▸ **WORK TO COMPLETE**:
Render every line of the records below as a JSON list of strings, one string per line, with blank lines omitted. Leave the pictures out of the list.

▸ **EXTRACTED MATERIAL**:
^^^^
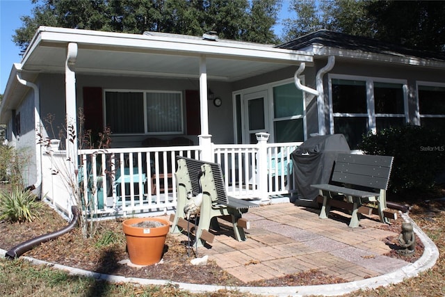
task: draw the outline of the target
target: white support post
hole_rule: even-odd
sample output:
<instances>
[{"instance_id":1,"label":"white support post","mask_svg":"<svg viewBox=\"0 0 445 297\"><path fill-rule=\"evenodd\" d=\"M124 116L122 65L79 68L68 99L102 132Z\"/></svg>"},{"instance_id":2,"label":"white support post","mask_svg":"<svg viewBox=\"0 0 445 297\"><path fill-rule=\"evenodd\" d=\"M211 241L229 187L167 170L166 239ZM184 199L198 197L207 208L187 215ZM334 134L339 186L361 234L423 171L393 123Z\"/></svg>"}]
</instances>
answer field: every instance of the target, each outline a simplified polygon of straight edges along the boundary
^^^^
▸ **TASK RESULT**:
[
  "task: draw the outline of the target",
  "target: white support post",
  "hole_rule: even-odd",
  "sample output:",
  "<instances>",
  "[{\"instance_id\":1,\"label\":\"white support post\",\"mask_svg\":\"<svg viewBox=\\\"0 0 445 297\\\"><path fill-rule=\\\"evenodd\\\" d=\\\"M124 116L122 65L79 68L68 99L102 132Z\\\"/></svg>\"},{\"instance_id\":2,\"label\":\"white support post\",\"mask_svg\":\"<svg viewBox=\\\"0 0 445 297\\\"><path fill-rule=\\\"evenodd\\\" d=\\\"M211 241L229 187L167 170L166 239ZM184 199L198 197L207 208L187 215ZM334 134L339 186L361 234L423 171L393 123Z\\\"/></svg>\"}]",
  "</instances>",
  "answer field: every instance of the target, each outline a simplified polygon of straight edges along the boundary"
]